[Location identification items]
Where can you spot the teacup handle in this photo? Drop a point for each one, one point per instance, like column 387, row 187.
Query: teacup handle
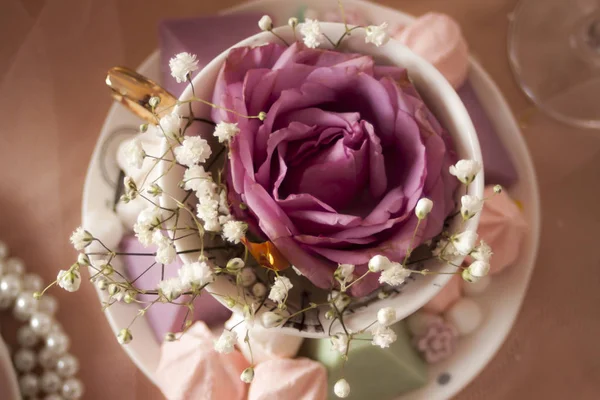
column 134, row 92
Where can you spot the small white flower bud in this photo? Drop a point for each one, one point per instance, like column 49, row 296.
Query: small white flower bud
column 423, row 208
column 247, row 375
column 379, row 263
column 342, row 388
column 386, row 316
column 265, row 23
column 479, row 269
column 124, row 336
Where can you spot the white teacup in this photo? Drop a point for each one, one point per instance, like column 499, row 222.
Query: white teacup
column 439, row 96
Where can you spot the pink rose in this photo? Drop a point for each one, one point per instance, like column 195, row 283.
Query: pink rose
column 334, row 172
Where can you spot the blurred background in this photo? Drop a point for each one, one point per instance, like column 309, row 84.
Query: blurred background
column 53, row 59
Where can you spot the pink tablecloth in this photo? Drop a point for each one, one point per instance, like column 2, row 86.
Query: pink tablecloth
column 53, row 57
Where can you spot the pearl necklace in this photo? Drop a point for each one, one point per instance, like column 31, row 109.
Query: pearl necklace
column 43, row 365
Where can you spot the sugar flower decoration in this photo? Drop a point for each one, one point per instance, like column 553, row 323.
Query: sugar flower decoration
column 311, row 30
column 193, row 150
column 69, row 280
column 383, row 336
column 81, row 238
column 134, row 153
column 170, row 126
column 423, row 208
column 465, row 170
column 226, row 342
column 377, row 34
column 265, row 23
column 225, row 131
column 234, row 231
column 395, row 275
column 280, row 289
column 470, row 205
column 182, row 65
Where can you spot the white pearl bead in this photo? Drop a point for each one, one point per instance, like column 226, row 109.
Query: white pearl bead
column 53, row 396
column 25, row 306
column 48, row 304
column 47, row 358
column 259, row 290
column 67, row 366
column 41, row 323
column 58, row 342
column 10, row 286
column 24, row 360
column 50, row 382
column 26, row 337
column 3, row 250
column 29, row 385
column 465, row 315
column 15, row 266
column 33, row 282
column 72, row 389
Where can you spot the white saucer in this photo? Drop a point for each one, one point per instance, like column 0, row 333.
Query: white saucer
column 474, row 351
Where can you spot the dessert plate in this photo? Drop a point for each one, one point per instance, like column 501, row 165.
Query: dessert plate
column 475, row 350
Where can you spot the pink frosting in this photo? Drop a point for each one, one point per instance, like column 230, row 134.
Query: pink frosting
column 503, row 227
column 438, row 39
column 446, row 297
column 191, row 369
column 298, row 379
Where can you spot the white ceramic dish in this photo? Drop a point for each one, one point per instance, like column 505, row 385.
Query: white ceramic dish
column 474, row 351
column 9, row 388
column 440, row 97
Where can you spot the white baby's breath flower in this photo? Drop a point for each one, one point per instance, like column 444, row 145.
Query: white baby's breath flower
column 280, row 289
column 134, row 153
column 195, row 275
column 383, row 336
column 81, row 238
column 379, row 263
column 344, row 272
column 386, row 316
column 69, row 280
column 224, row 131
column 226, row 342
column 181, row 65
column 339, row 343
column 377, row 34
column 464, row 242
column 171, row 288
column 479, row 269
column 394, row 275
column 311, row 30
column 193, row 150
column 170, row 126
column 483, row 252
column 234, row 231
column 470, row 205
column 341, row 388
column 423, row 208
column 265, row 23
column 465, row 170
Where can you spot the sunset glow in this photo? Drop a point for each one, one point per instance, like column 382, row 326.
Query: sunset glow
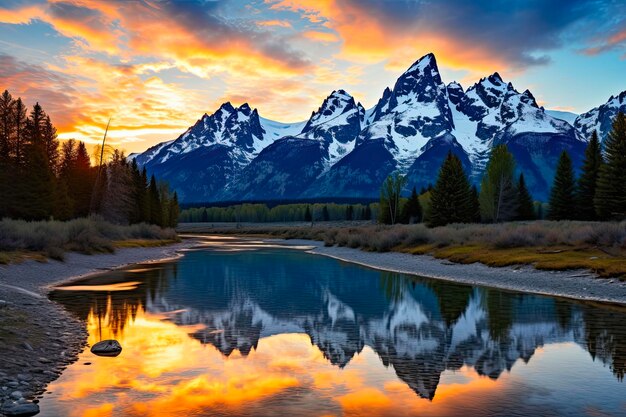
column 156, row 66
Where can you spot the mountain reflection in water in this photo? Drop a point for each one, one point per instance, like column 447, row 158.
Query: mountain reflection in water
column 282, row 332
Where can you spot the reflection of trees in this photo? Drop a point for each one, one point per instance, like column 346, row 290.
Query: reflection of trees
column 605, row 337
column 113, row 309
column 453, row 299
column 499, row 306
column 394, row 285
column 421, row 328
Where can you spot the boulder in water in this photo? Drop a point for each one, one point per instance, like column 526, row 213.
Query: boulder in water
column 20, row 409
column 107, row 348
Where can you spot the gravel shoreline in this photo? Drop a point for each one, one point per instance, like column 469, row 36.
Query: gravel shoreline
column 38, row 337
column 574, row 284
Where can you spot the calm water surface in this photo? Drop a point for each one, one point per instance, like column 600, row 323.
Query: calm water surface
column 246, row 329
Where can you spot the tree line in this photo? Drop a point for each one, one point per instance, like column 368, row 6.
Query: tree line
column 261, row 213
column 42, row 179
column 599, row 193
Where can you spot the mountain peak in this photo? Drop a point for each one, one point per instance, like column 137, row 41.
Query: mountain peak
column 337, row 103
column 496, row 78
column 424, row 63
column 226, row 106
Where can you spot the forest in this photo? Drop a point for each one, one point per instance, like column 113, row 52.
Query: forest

▸ Directive
Render every one of the records above as a JSON list of strings, with one string for each line and no blank lines. Leave the pictures out.

▸ Task response
[
  "Where can you spot the teacup handle in this photo? Drop a point for each one, one point per instance, like column 387, row 187.",
  "Query: teacup handle",
  "column 134, row 92",
  "Where can you spot the small white flower bud in this photo? Drop a point for each one, one point per instance, like column 49, row 296.",
  "Query: small white flower bud",
  "column 423, row 208",
  "column 247, row 375",
  "column 379, row 263",
  "column 342, row 388",
  "column 386, row 316",
  "column 265, row 23",
  "column 479, row 269",
  "column 124, row 336",
  "Where can you spot the white teacup in this photo? Drop a point for each one, one point per instance, like column 499, row 222.",
  "Query: white teacup",
  "column 439, row 96",
  "Where can you spot the pink rose in this photo? Drop a point for each one, one point per instance, like column 195, row 283.",
  "Query: pink rose",
  "column 334, row 172",
  "Where can you spot the blurred background in this photo? Drop a point for each one, one point per instance, like column 309, row 84.",
  "Query: blurred background",
  "column 53, row 59",
  "Where can you spot the pink tablecloth in this photo? Drop a point for each one, one point per instance, like column 2, row 86.",
  "Query: pink tablecloth",
  "column 53, row 57",
  "Where can you spot the pearl necklace in this photo? Drop a point for each one, one point per instance, like column 31, row 109.",
  "Query: pearl necklace",
  "column 43, row 365",
  "Where can you spot the sugar flower decoration in this photo? Drop a point for each one, one point per instance, like column 553, row 323.",
  "Query: sugar flower decoration",
  "column 311, row 30",
  "column 193, row 150",
  "column 69, row 280",
  "column 383, row 336",
  "column 81, row 238",
  "column 134, row 153",
  "column 170, row 126",
  "column 423, row 208",
  "column 465, row 170",
  "column 226, row 342",
  "column 377, row 34",
  "column 265, row 23",
  "column 225, row 131",
  "column 234, row 231",
  "column 395, row 275",
  "column 280, row 289",
  "column 470, row 205",
  "column 182, row 65",
  "Where can you spot the white pearl bead in this photo? Drop a point for each one, one point per instance, like column 226, row 109.",
  "Query: white pearl bead",
  "column 53, row 396",
  "column 25, row 306",
  "column 48, row 304",
  "column 47, row 358",
  "column 259, row 290",
  "column 67, row 366",
  "column 41, row 323",
  "column 58, row 342",
  "column 10, row 286",
  "column 24, row 360",
  "column 50, row 382",
  "column 26, row 337",
  "column 3, row 250",
  "column 29, row 385",
  "column 465, row 315",
  "column 15, row 266",
  "column 33, row 282",
  "column 72, row 389",
  "Where can you spot the white saucer in this photo? Drop a point for each one, one point per instance, like column 0, row 333.",
  "Query: white saucer",
  "column 474, row 351",
  "Where can you spot the dessert plate in this photo? Drop a point for each one, one point per instance, like column 501, row 165.",
  "Query: dessert plate",
  "column 475, row 350",
  "Where can you spot the pink frosting in this photo? Drop a point for each one, one point per instance, like column 230, row 134.",
  "Query: pink frosting",
  "column 503, row 227",
  "column 438, row 39",
  "column 446, row 297",
  "column 191, row 369",
  "column 298, row 379",
  "Where can you spot the white ceramic dish in this photo? Drop a point for each one, one point per instance, like column 505, row 385.",
  "Query: white ceramic dish",
  "column 474, row 351",
  "column 9, row 388",
  "column 440, row 97",
  "Where can you spot the white baby's breath flower in this photo? Drop a point for each one, one point per instance, like column 444, row 145.",
  "Query: white baby's breath flower",
  "column 280, row 289",
  "column 134, row 153",
  "column 195, row 275",
  "column 383, row 336",
  "column 81, row 238",
  "column 379, row 263",
  "column 344, row 272",
  "column 386, row 316",
  "column 69, row 280",
  "column 224, row 131",
  "column 226, row 342",
  "column 181, row 65",
  "column 339, row 343",
  "column 377, row 34",
  "column 464, row 242",
  "column 171, row 288",
  "column 479, row 269",
  "column 394, row 275",
  "column 311, row 30",
  "column 193, row 150",
  "column 170, row 126",
  "column 483, row 252",
  "column 234, row 231",
  "column 470, row 205",
  "column 341, row 388",
  "column 423, row 208",
  "column 265, row 23",
  "column 465, row 170",
  "Where can you spot the sunset glow in this photo? Drop a point for each one, one point per instance, like column 382, row 326.",
  "Query: sunset glow",
  "column 156, row 66",
  "Where can you spot the mountain reflection in water in this photo? Drop a point for each one, one point per instance, like column 447, row 158.",
  "Query: mountain reflection in water",
  "column 282, row 332",
  "Where can you spot the reflection of trees in this photo? Drop a point for each one, one point per instance, like column 346, row 290.",
  "Query: reflection of trees",
  "column 605, row 337",
  "column 113, row 309",
  "column 453, row 299",
  "column 499, row 306",
  "column 394, row 285",
  "column 421, row 328",
  "Where can you spot the boulder in water in this photo? Drop a point for each one, one point per instance, like column 526, row 213.",
  "Query: boulder in water",
  "column 20, row 409",
  "column 107, row 348",
  "Where can you spot the gravel shoreline in this photo? Drop a point for each one, one point per instance, like column 469, row 36.",
  "Query: gravel shoreline",
  "column 38, row 337",
  "column 574, row 284",
  "Where can you spot the calm water surface in this photo? Drop a point for each one, one point per instance, like column 600, row 323.",
  "Query: calm water surface",
  "column 246, row 329",
  "Where can you spot the tree line in this photo? Drop a point for each one, one point per instance, like column 368, row 6.",
  "Query: tree line",
  "column 261, row 213",
  "column 42, row 179",
  "column 599, row 193",
  "Where can you spot the mountain peak in this photo? Drop a point for each one, one point per instance, like column 137, row 41.",
  "Query: mountain peak",
  "column 337, row 103",
  "column 496, row 78",
  "column 424, row 63",
  "column 226, row 106",
  "Where can you spot the forest in this photo? Drop a point for each one, one point per instance, like column 113, row 52.",
  "Query: forest"
]